:: WHAT IS NEEDED ::
Quote every line of the items below verbatim, omitting the pictures from your reply.

Items for location identification:
►

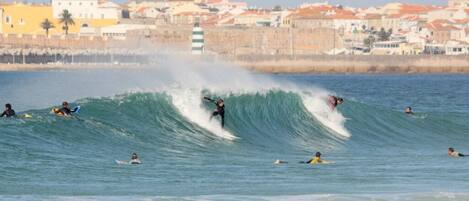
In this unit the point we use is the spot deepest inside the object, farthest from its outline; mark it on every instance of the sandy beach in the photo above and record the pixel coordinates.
(424, 64)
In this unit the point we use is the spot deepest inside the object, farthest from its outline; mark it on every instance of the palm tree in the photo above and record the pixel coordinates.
(66, 19)
(46, 25)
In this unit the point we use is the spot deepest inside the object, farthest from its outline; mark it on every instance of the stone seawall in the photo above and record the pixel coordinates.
(355, 64)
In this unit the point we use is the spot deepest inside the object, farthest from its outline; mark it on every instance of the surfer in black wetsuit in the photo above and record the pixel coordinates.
(220, 110)
(8, 111)
(453, 153)
(65, 110)
(334, 101)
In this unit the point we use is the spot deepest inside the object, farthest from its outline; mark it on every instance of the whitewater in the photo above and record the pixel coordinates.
(159, 112)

◄

:: ANSWER FOR THE TASK ::
In this unit the point we use is the spot deepest inside the object, farthest from its outline; mark it on every instance of the sandy beach in the photo above and record the pixel coordinates.
(424, 64)
In this unit the point we use is the spot deepest inside the object, farthest from its outline; mark it on every instance of the palm tree in the photo above and record the pixel coordinates.
(66, 19)
(46, 25)
In this unit the point we use is the spot deepest inside the object, farthest from its outline; mark it on every instance of the stone seawall in the photo above and record the pixel coordinates.
(355, 64)
In this unit the point we use is the spot deepest inside the object, farthest from its outline; mark it on every instance of the surfer in black wetsuit in the photo above and record the pixel coordinates.
(220, 110)
(8, 111)
(453, 153)
(65, 110)
(334, 101)
In this unit the point we use is the spot deepest inside the object, farthest from its outline; mark it on every instance of the whitewater in the photo above and record the pixel coordinates.
(159, 112)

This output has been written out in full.